[課題 1]:
下の企業観調査の文章の「なお、調査対象は、全国4,0」から「を維持・創出する」(同46%)なども高く重視されている。」までを、一字も変えずに書き写せ。
[課題 2]:
企業観調査の文章の「企業の果たす役割や責任の重要度を項目ごとに見ると」で始まる段落から、「非常に重要」の割合が示されている項目を、その割合とともにすべて挙げよ。
[課題 3]:
企業観調査の文章によると、この調査の有効回答数は何人か。

第16回 生活者の“企業観”に関する調査 

2013年03月18日
一般財団法人 経済広報センターは、2012年12月、全国の「eネット社会広聴会員」(3,150人)を対象に、「第16回 生活者の“企業観”に関する調査」を実施した。本調査は、社会が企業をどのように評価しているかを把握するため、1997年度から毎年実施し、定点観測しているものである。
本年度も、企業の果たす役割や責任についての認識や企業に対する信頼度など、生活者の総合的な企業観についてアンケート調査を行い、その結果をとりまとめた。

【調査結果(要点)】

・企業の果たす役割や責任として最も重要度が高いのは、「安全・安心で優れた商品・サービス・技術を適切な価格で提供する」

・企業の事業活動および研究・技術開発は高評価。一方、人材・雇用や危機対応への取り組みは不十分との認識が見られる

・企業に対する信頼度は「信頼できる(信頼できる/ある程度)」が39%。肯定評価が2年連続で低下する一方、否定的な評価も前年度よりも減少

・企業の信頼獲得に重要な事項は「安全・安心で優れた商品・サービス・技術を適切な価格で提供する」が84%。「雇用を維持・創出する」も過半数に上る

・企業評価の際の情報源は「新聞」と「テレビ」が中心。情報発信者としてはメディアが高く信用される。企業からの発信情報も7割超が信用するものの、信用度は年々低下傾向に

・企業不祥事の主な原因は「企業の管理体制」と「経営者の姿勢、経営方針」 最大の防止策は「経営者が自ら先頭に立って倫理観を醸成し、法令を順守する」。「社員教育の徹底」も有効

・将来性を感じる企業は「技術力・研究開発力がある」が約7割。人材育成もますます重要に


なお、調査対象は、全国4,024人の「社会広聴会員」の中で、インターネットで回答可能なeネット社会広聴会員(3,150人)が対象。有効回答数は1,944人(有効回答率:61.7%)、調査期間は、2012年12月6日~12月17日。
 
【調査結果の概要】

1.企業の果たす役割や責任として最も重要度が高いのは、「安全・安心で優れた商品・サービス・技術を適切な価格で提供する」
 企業の果たす役割や責任の重要度を項目ごとに見ると、「安全・安心で優れた商品・サービス・技術を適切な価格で提供する」では「非常に重要」が81%と8割を超える。また、「不測の事態が発生した際に的確な対応を取る」(「非常に重要」55%)、「社会倫理に則した企業倫理を確立・順守する」(同48%)、「雇用を維持・創出する」(同46%)なども高く重視されている。

[保存データ]:
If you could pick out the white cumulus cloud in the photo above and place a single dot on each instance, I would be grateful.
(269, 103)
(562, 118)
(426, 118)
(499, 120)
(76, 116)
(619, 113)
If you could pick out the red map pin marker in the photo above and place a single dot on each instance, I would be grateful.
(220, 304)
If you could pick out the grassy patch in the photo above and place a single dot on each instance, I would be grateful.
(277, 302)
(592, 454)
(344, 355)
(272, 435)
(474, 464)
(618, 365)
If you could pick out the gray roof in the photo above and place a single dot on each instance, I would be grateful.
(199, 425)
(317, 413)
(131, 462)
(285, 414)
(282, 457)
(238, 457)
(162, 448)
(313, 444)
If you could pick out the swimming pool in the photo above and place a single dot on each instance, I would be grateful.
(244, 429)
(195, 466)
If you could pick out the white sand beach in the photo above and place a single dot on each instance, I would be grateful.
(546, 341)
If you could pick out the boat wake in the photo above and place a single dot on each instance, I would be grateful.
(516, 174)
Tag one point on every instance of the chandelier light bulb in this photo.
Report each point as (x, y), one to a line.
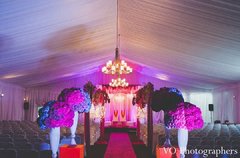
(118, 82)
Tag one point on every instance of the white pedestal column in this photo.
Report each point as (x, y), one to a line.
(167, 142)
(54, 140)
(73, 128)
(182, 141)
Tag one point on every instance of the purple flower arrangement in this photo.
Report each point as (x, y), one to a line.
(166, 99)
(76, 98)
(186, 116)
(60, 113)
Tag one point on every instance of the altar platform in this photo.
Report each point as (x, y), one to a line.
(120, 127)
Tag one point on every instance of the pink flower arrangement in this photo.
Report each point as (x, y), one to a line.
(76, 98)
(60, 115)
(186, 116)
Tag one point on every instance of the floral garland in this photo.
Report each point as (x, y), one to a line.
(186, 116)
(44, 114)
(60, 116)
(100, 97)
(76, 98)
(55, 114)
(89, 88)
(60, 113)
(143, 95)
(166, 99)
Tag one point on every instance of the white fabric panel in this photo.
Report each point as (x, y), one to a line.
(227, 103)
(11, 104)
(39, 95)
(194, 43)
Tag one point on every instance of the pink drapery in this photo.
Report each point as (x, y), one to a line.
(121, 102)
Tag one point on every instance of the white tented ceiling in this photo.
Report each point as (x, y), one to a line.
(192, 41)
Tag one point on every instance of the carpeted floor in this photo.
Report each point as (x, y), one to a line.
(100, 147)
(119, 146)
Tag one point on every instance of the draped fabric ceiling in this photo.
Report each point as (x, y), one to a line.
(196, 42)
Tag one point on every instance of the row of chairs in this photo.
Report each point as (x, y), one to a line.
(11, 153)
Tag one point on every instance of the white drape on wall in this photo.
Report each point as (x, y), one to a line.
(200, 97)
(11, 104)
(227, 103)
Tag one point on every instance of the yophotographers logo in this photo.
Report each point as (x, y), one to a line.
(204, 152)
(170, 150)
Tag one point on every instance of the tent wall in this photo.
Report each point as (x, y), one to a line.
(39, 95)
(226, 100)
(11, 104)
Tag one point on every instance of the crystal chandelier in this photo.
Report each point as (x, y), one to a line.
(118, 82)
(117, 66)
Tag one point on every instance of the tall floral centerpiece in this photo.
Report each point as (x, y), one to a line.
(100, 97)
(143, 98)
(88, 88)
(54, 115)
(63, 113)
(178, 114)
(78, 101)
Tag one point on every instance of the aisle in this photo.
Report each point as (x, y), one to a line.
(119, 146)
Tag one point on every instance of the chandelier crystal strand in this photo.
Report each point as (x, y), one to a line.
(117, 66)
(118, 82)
* * *
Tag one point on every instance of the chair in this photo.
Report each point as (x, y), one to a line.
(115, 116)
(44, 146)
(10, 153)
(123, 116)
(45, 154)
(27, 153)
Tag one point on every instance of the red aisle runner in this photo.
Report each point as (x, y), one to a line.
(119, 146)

[解答全文 1]:
なお、調査対象は、全国4,024人の「社会広聴会員」の中で、インターネットで回答可能なeネット社会広聴会員(3,150人)が対象。有効回答数は1,944人(有効回答率:61.7%)、調査期間は、2012年12月6日~12月17日。
 
【調査結果の概要】

1.企業の果たす役割や責任として最も重要度が高いのは、「安全・安心で優れた商品・サービス・技術を適切な価格で提供する」
 企業の果たす役割や責任の重要度を項目ごとに見ると、「安全・安心で優れた商品・サービス・技術を適切な価格で提供する」では「非常に重要」が81%と8割を超える。また、「不測の事態が発生した際に的確な対応を取る」(「非常に重要」55%)、「社会倫理に則した企業倫理を確立・順守する」(同48%)、「雇用を維持・創出する」(同46%)なども高く重視されている。

[解答全文 2]:
・「安全・安心で優れた商品・サービス・技術を適切な価格で提供する」：81%
・「不測の事態が発生した際に的確な対応を取る」：55%
・「社会倫理に則した企業倫理を確立・順守する」：48%
・「雇用を維持・創出する」：46%

[解答全文 3]:
1,944人。